Supplied text —

Saturday, 18 May 2019

Scrutiny version 9, a preview and run-down of new features

Like version 8, version 9 doesn't have any dramatic changes in the interface, so it'll be free for existing v7 or v8 licence holders. It'll remain a on-off purchase but there may be a small increase in price for new customers or upgraders from v6 or earlier.

But that's not to say that there aren't some important changes going on, which I'll outline here.

All of this applies to Integrity too, although the beta of Scrutiny 9 will come first.

Inspectors and warnings

The biggest UI change is in the link inspector. It puts the list of redirects (if there are any) on a tab rather than a sheet, so the information is more obvious.  There is also a new 'Warnings' tab.
Traditionally in Integrity and Scrutiny, a link coloured orange means a warning, and in the past this meant only one thing - a redirect (which some users don't want to see, which is OK, there's an option to switch redirect warnings off.)

Written task 1 —
In the Scrutiny 9 preview, why will version 9 be free for people who already hold a v7 or v8 licence? Answer in one to three sentences.
Written task 2 —
Pick up the Scrutiny 9 preview after its last sentence and continue it.
The lines play no part in any of this.

Given records —

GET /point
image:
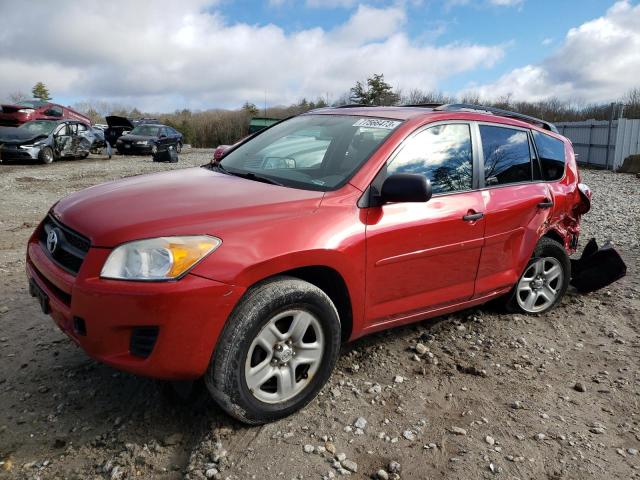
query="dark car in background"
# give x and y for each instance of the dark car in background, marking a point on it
(46, 141)
(21, 112)
(118, 126)
(149, 139)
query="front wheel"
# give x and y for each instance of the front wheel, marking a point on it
(544, 281)
(276, 352)
(46, 155)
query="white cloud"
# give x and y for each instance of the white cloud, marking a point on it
(330, 3)
(449, 4)
(597, 61)
(185, 54)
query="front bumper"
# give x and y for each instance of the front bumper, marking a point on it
(102, 315)
(133, 149)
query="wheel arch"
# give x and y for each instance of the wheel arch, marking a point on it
(331, 282)
(553, 234)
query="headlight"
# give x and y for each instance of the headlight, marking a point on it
(165, 258)
(34, 145)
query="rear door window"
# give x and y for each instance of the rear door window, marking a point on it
(551, 155)
(507, 155)
(442, 154)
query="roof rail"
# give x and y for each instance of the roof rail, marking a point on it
(423, 105)
(354, 105)
(497, 111)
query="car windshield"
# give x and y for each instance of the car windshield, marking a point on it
(145, 130)
(39, 127)
(313, 152)
(31, 103)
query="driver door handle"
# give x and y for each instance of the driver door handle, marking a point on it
(472, 217)
(546, 203)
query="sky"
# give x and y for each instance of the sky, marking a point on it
(164, 55)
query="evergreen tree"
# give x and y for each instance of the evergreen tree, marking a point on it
(40, 91)
(375, 92)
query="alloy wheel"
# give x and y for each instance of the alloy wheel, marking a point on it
(540, 285)
(284, 356)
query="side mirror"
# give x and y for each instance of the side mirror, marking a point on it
(219, 152)
(406, 187)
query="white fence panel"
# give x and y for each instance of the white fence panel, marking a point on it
(627, 140)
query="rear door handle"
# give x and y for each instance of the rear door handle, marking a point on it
(472, 217)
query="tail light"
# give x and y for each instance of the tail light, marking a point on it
(585, 199)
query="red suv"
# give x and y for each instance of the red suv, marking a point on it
(320, 229)
(28, 110)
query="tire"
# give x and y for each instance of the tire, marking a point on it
(283, 383)
(46, 155)
(544, 281)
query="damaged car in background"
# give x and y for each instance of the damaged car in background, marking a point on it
(46, 141)
(118, 126)
(16, 114)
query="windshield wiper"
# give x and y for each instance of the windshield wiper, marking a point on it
(248, 175)
(220, 168)
(257, 178)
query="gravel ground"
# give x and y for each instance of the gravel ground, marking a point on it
(478, 394)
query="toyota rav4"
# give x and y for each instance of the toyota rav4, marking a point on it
(325, 227)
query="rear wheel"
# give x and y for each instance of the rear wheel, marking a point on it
(46, 155)
(544, 281)
(276, 352)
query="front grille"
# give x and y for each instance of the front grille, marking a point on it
(71, 247)
(143, 339)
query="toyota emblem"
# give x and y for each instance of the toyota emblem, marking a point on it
(52, 241)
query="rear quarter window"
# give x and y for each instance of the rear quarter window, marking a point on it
(551, 154)
(507, 157)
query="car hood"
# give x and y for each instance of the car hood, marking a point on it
(116, 121)
(135, 138)
(18, 135)
(185, 202)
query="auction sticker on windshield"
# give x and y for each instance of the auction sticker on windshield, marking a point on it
(377, 123)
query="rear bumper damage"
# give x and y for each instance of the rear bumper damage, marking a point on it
(597, 267)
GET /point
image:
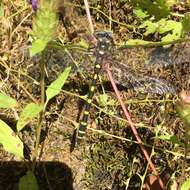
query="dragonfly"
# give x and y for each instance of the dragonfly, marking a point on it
(141, 73)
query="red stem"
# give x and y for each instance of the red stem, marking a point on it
(132, 126)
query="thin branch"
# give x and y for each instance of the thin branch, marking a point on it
(89, 16)
(132, 126)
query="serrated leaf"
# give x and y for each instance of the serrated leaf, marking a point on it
(6, 101)
(140, 13)
(186, 22)
(151, 27)
(37, 46)
(28, 182)
(28, 113)
(186, 185)
(175, 29)
(55, 87)
(10, 140)
(137, 42)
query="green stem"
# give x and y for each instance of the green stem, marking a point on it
(40, 120)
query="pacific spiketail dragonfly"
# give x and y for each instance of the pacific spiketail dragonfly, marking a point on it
(155, 71)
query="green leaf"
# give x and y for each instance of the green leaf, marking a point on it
(151, 27)
(6, 101)
(175, 29)
(140, 13)
(186, 185)
(1, 9)
(55, 87)
(157, 8)
(28, 182)
(37, 46)
(10, 140)
(186, 22)
(137, 42)
(28, 113)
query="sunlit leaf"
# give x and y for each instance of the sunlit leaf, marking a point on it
(37, 46)
(28, 113)
(157, 8)
(44, 26)
(140, 13)
(10, 140)
(186, 22)
(151, 27)
(186, 185)
(55, 87)
(1, 8)
(6, 101)
(28, 182)
(175, 29)
(136, 42)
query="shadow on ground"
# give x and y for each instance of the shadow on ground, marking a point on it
(57, 175)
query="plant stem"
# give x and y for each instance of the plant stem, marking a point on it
(40, 119)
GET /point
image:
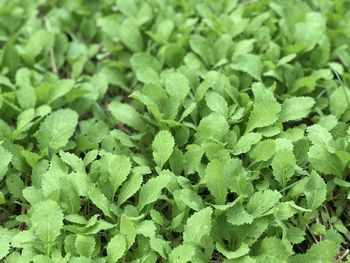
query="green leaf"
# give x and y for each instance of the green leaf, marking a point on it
(85, 245)
(272, 249)
(248, 63)
(241, 251)
(182, 254)
(263, 151)
(116, 248)
(162, 146)
(237, 215)
(47, 222)
(339, 101)
(25, 94)
(214, 178)
(130, 35)
(119, 167)
(198, 226)
(146, 67)
(262, 201)
(177, 85)
(245, 142)
(217, 103)
(315, 191)
(56, 129)
(296, 108)
(130, 187)
(151, 191)
(265, 113)
(283, 166)
(201, 46)
(126, 114)
(5, 238)
(325, 162)
(5, 160)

Written response 1 —
Like version 8, version 9 brings no dramatic changes to the interface. That is why it will be free for existing v7 or v8 licence holders.

Written response 2 —
Now the orange warning could mean one or more of a number of things. While scanning, the engine may encounter things which may not be showstoppers but which the user might be grateful to know about. There hasn't been a place for information about such things. In version 9, these things are displayed in the Warnings tab and the link appears orange if there's anything to warn you about (including redirects, unless you have that switched off.)

Examples of things you may be warned about include more than one canonical tag on the target page, unterminated or improperly-terminated script tags or comments (ie <!--   with no  --> which could be interpreted as commenting out the rest of the page, though browsers usually seem to ignore the opening tag if there's no closing one and display the page). Redirect chains also appear in the warnings. The threshold for a chain can now be set in Preferences. Redirect chains have always been visible in the SEO results with a hard-coded threshold of 3.  

The number of things Scrutiny can alert you about in the warnings tab will increase in the future.

Strictly-speaking there's an important distinction between link properties and page properties. A link has link text, a target url and other attributes such as rel-nofollow.  A page is the file that your browser loads, it contains links to other pages.

A 'page inspector' has long been available in Scrutiny. It shows a large amount of information; meta data, headings, word count, the number of links on the page, the number of links *to* that page and more. A lot of this is of course visible in the SEO table.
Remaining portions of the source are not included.